++++ Vorliegender Text ++++

Im Schatten der US-Notenbank Dax bleibt in Deckung
10.08.2010, 17:55 UhrKnapp zweieinhalb Stunden vor dem Washingtoner Zinsentscheid geht der deutsche Aktienmarkt mit deutlichen Verlusten aus dem Handel. Anlagestrategen rund um den Erdball warten auf Hinweise, wie die Fed mit der neuerlichen Konjunkturschwäche umgehen will. Im Dax bleiben die Augen nur bei Eon trocken.

Mit dem Kurskarussell in den Feierabend: In der letzten Stunde des Handels hellte sich die Lage ein wenig auf.
(Foto: REUTERS)
Schwache Konjunkturdaten aus China und den USA haben die Stimmung am deutschen Aktienmarkt belastet. Hinzu kam die Ungewissheit über den weiteren Kurs der (Fed). Zusammen mit dem anstehenden Richtungsentscheid in Washington blieb der Handel über weite Strecken von nervösen Gewinnmitnahmen geprägt.
Vor den mit Spannung erwarteten Aussagen von US-Notenbankchef Ben Bernanke zur Lage der US-Wirtschaft ging der Dax am Dienstag schwächer aus dem Handel. Der deutsche Leitindex verlor 1,03 Prozent auf 6286 Zähler. Der MDax mittelgroßer Werte gab 1,56 Prozent nach auf 8553 Punkte. Der Technologiewerte-Index TecDax beendete den Hanelstag 1,28 Prozent im Minus bei 765 Punkten.

++++ Datenteil ++++

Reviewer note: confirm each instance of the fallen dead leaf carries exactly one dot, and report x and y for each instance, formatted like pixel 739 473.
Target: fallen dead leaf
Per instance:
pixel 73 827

++++

> [Gestellte Aufgabe 1] Um wie viel Prozent verlor der Dax laut dem Bericht über den deutschen Aktienmarkt am Dienstag?
> [Gestellte Aufgabe 2] Schreiben Sie aus dem Bericht über den deutschen Aktienmarkt alles von „Im Schatten der“ bis hinunter zu „(Foto: REUTERS)“ wortgetreu ab.
Die Daten werden für die Bearbeitung nicht benötigt.

> [Richtige Antwort 1] Um 1,03 Prozent.

> [Richtige Antwort 2]
Im Schatten der US-Notenbank Dax bleibt in Deckung
10.08.2010, 17:55 UhrKnapp zweieinhalb Stunden vor dem Washingtoner Zinsentscheid geht der deutsche Aktienmarkt mit deutlichen Verlusten aus dem Handel. Anlagestrategen rund um den Erdball warten auf Hinweise, wie die Fed mit der neuerlichen Konjunkturschwäche umgehen will. Im Dax bleiben die Augen nur bei Eon trocken.

Mit dem Kurskarussell in den Feierabend: In der letzten Stunde des Handels hellte sich die Lage ein wenig auf.
(Foto: REUTERS)